== Information given ==
* * *

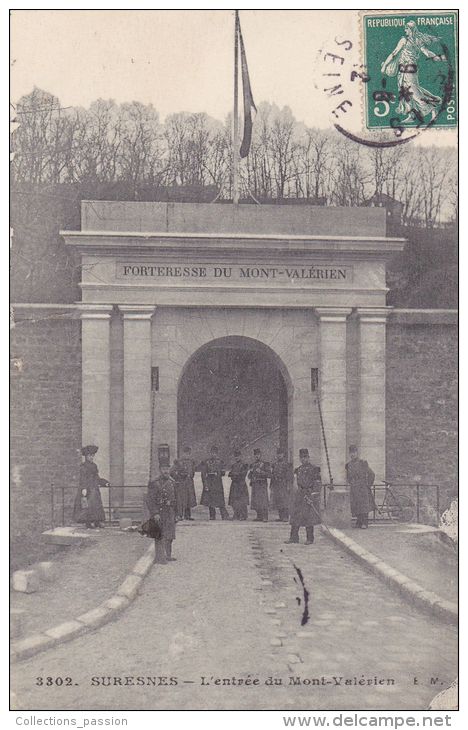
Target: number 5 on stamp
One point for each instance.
(411, 61)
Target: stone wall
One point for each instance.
(422, 403)
(46, 405)
(45, 424)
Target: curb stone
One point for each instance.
(408, 588)
(90, 620)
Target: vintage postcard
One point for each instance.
(234, 468)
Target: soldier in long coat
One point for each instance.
(305, 500)
(259, 474)
(360, 478)
(159, 513)
(88, 503)
(189, 465)
(280, 486)
(239, 493)
(212, 473)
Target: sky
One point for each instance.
(183, 60)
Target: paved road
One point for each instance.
(231, 606)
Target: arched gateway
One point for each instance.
(162, 283)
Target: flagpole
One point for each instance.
(235, 140)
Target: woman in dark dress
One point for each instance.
(88, 503)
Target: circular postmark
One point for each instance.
(394, 80)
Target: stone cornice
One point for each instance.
(135, 242)
(137, 311)
(332, 314)
(376, 315)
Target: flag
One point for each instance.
(249, 103)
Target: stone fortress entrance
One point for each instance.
(233, 393)
(168, 288)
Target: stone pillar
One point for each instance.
(137, 396)
(95, 345)
(372, 322)
(332, 384)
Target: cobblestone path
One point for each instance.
(232, 607)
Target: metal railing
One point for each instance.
(61, 509)
(401, 502)
(394, 502)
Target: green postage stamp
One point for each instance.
(411, 61)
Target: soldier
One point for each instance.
(280, 486)
(259, 474)
(360, 478)
(239, 493)
(179, 474)
(189, 464)
(159, 513)
(305, 502)
(88, 503)
(212, 473)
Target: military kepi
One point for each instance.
(90, 449)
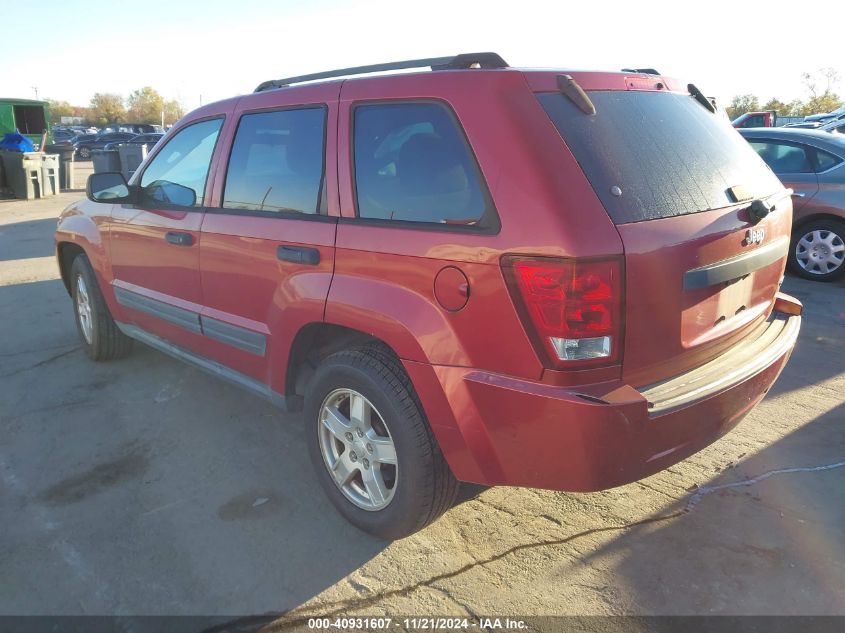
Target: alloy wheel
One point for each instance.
(357, 449)
(820, 252)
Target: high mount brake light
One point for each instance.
(574, 307)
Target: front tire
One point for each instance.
(101, 338)
(817, 250)
(372, 447)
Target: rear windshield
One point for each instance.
(652, 155)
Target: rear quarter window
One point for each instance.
(651, 155)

* * *

Return every line of the records above unchanged, leaving out the pictures.

Target: number 5 on stamp
One point for each instance.
(411, 61)
Target: stone wall
One point for each instance.
(422, 403)
(46, 405)
(45, 424)
Target: curb stone
One point for each instance.
(408, 588)
(90, 620)
Target: vintage postcard
One point for each instance.
(234, 468)
Target: soldier in long coat
One point for each instance.
(305, 500)
(259, 474)
(360, 478)
(159, 513)
(88, 503)
(189, 465)
(280, 486)
(239, 493)
(212, 473)
Target: sky
One point for each instance.
(183, 60)
Target: paved road
One point for each instance.
(231, 606)
Target: arched gateway
One point for each instance.
(162, 283)
Target: flagpole
One point for each instance.
(235, 140)
Target: woman in dark dress
One point for each instance.
(88, 503)
Target: circular postmark
One point for each instance.
(394, 80)
Target: stone cornice
One point for each instance.
(135, 242)
(137, 311)
(332, 314)
(376, 315)
Target: flag
One point for each instance.
(249, 103)
Target: stone fortress entrance
One point for each instance.
(233, 393)
(168, 288)
Target: stone pillar
One point for each instance.
(137, 396)
(95, 345)
(372, 322)
(332, 384)
Target: cobblestone path
One point for each instance.
(232, 607)
Target: metal railing
One point for each instance.
(61, 509)
(401, 502)
(394, 502)
Target: green postage stamp
One point for each instance.
(411, 61)
Target: soldier
One point for each instance.
(280, 486)
(259, 474)
(360, 478)
(239, 493)
(179, 474)
(189, 464)
(159, 513)
(305, 502)
(88, 503)
(212, 473)
Target: military kepi
One point for each instance.
(90, 449)
Target: alloy wheel
One point for each instance.
(357, 449)
(820, 252)
Target: high mount brake light
One point for each instance.
(574, 307)
Target: front tire
One point for each instance.
(101, 338)
(817, 250)
(372, 447)
Target: rear windshield
One point for each instance.
(652, 155)
Target: rear quarter window
One point for each instance.
(651, 155)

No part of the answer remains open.